··· INFORMATION SUPPLIED

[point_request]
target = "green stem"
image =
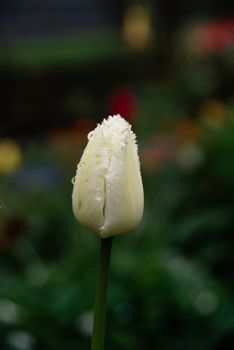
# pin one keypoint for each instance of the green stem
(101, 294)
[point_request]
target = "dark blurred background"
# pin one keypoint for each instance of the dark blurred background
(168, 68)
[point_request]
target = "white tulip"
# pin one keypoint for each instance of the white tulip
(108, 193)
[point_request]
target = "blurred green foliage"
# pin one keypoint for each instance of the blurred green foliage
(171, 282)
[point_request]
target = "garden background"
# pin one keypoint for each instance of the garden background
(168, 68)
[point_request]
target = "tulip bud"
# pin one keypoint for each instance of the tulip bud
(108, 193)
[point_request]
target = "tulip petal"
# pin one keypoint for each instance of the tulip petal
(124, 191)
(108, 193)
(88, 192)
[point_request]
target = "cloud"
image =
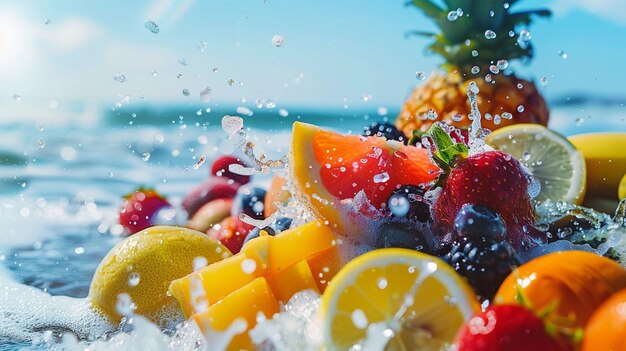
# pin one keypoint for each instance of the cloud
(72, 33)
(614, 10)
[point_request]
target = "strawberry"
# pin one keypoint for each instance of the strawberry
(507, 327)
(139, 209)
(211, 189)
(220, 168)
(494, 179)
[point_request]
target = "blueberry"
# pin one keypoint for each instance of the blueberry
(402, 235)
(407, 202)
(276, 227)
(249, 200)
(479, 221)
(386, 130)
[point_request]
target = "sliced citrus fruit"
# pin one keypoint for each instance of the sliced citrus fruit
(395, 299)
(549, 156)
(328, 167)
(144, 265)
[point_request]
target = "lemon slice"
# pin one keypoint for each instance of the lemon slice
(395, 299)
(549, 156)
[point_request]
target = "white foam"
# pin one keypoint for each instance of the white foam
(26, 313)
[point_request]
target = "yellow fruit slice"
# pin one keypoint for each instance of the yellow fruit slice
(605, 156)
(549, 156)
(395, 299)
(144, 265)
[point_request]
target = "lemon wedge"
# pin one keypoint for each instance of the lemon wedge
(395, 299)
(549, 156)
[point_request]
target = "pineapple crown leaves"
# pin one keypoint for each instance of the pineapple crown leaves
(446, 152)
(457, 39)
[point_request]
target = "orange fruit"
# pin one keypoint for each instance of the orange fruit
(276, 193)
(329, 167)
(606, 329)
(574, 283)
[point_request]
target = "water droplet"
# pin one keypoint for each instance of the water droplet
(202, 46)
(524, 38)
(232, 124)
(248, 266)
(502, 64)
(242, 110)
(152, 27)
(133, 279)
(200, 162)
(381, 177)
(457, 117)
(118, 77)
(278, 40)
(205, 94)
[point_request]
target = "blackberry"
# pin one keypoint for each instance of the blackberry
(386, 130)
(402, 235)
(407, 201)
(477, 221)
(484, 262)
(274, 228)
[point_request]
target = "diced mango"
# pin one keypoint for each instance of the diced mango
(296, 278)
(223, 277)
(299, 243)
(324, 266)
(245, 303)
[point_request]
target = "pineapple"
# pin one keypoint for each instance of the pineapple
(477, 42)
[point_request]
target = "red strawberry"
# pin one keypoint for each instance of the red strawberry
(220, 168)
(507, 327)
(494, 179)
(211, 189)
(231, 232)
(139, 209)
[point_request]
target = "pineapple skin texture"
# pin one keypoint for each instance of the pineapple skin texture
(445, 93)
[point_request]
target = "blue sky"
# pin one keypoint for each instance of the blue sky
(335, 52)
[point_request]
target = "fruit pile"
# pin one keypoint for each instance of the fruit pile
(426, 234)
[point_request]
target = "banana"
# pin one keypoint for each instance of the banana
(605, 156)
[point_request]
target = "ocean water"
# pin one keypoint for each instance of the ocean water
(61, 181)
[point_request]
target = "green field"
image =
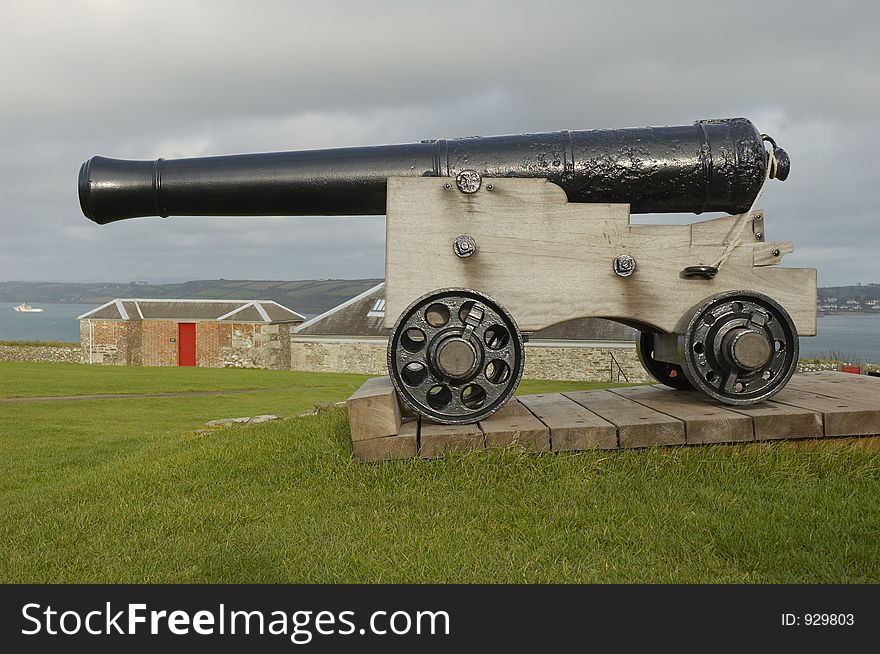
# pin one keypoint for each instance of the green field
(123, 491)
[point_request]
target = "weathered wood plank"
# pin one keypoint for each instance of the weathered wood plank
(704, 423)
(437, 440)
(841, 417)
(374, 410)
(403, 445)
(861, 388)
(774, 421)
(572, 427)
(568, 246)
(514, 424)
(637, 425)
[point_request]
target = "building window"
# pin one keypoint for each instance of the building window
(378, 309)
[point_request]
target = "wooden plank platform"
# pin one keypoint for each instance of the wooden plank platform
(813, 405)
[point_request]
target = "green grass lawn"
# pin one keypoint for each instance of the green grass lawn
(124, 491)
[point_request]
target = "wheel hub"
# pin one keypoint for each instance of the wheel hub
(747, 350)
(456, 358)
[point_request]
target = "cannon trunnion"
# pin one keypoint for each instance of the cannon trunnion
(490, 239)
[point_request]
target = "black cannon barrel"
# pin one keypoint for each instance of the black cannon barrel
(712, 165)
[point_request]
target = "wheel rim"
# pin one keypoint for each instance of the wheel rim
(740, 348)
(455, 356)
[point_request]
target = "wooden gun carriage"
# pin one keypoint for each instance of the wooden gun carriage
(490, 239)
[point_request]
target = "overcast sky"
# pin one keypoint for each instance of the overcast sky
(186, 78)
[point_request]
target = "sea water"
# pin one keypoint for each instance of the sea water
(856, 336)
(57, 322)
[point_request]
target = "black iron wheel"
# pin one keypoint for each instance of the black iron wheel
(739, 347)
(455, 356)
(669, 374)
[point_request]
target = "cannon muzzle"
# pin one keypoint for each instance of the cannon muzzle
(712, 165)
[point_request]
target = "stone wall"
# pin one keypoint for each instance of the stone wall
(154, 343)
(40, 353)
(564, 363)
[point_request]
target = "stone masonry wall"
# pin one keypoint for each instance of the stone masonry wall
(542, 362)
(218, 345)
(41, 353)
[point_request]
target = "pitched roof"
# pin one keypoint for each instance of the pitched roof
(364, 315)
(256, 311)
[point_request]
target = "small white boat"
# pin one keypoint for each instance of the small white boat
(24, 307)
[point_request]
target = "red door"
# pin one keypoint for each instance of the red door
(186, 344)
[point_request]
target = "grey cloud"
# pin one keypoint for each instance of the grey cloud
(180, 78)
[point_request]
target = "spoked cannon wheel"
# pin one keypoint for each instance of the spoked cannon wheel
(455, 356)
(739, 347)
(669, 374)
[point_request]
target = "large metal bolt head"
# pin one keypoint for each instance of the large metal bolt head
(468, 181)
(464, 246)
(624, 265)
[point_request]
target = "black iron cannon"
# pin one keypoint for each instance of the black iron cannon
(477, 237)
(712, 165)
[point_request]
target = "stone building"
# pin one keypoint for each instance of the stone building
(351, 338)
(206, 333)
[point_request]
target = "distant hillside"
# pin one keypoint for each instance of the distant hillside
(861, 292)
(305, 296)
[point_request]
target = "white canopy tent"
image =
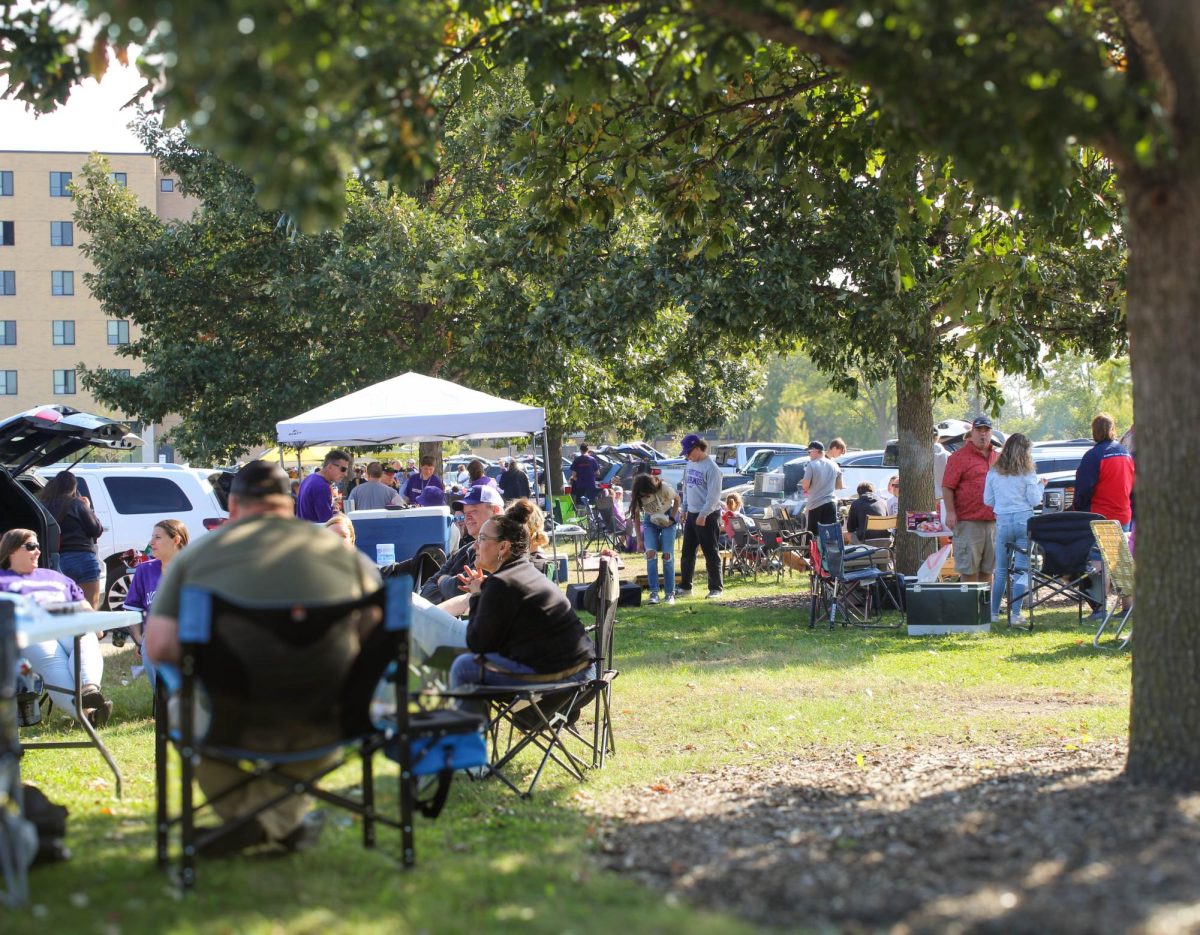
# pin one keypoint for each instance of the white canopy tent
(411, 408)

······
··· INFORMATION SUPPLIED

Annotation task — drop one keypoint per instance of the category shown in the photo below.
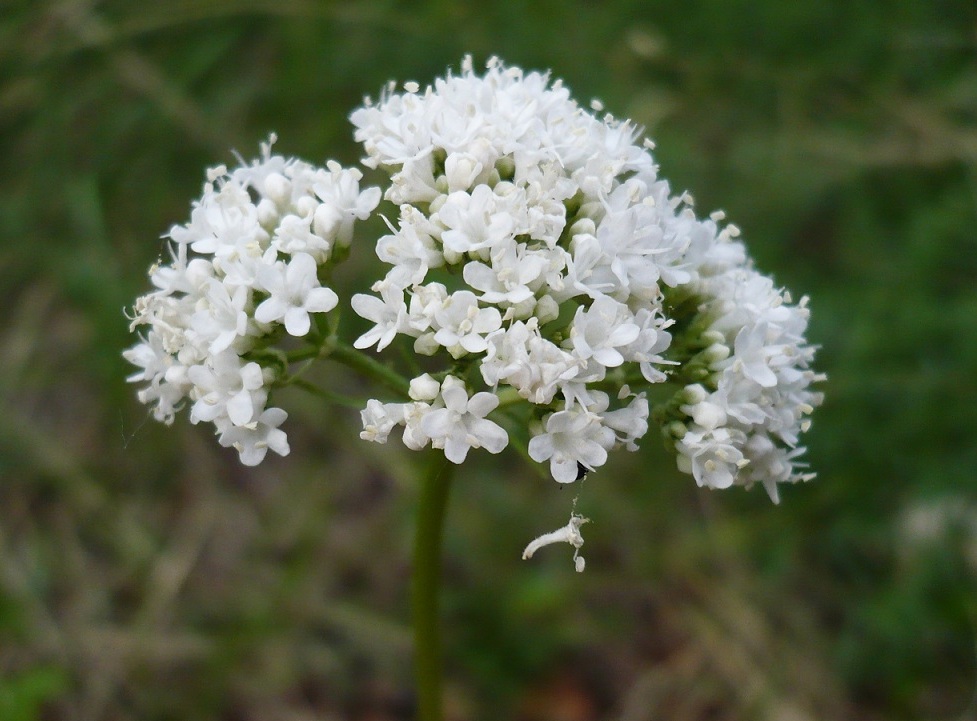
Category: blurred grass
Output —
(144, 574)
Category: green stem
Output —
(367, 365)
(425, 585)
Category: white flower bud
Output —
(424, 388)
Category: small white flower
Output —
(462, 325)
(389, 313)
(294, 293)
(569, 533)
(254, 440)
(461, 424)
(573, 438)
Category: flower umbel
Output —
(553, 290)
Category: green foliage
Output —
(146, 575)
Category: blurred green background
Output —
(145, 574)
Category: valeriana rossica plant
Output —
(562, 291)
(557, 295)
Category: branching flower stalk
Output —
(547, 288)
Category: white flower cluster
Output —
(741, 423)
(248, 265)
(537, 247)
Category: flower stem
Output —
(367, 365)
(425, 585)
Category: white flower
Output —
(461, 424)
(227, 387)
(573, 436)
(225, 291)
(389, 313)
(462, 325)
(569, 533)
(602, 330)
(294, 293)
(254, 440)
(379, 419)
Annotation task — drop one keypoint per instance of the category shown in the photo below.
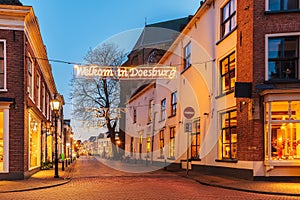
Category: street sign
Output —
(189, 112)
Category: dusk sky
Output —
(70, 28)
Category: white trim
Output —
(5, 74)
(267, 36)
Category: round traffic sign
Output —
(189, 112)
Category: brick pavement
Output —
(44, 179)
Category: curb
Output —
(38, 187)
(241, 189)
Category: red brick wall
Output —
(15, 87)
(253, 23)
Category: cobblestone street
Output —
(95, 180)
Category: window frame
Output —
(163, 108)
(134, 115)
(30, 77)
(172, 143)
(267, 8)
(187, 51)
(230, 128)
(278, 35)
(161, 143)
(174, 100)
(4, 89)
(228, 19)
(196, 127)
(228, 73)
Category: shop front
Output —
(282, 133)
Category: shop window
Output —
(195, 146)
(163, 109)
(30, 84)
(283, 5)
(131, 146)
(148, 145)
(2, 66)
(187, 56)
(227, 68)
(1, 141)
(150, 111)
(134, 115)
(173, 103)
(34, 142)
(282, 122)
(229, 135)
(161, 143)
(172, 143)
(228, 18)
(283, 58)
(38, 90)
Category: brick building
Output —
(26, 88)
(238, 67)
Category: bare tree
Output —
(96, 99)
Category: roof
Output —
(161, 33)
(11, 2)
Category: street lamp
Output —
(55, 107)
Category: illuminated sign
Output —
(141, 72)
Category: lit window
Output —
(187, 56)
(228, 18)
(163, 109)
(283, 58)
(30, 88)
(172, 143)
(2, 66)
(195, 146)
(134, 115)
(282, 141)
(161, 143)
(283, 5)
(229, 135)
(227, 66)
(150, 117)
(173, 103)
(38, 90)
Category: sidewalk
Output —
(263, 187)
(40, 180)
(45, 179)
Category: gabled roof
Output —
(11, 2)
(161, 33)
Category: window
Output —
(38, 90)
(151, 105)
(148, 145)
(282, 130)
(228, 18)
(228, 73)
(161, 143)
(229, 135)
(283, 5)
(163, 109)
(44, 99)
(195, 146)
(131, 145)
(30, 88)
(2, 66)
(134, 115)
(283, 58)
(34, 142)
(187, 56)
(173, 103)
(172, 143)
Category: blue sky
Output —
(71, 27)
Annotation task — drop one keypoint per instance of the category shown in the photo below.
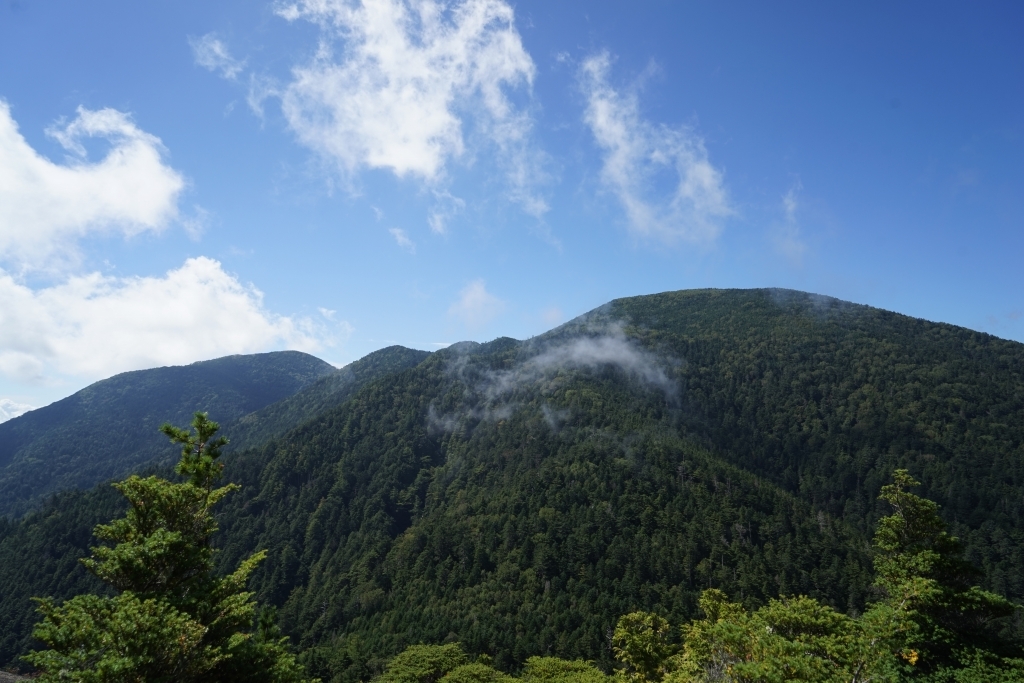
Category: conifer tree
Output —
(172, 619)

······

Extract every line of the material above that contains the string "foliage", matching case exactly.

target = "blurred green foliage"
# pin one keypoint for each instance of the blurred green foliage
Category: green foliage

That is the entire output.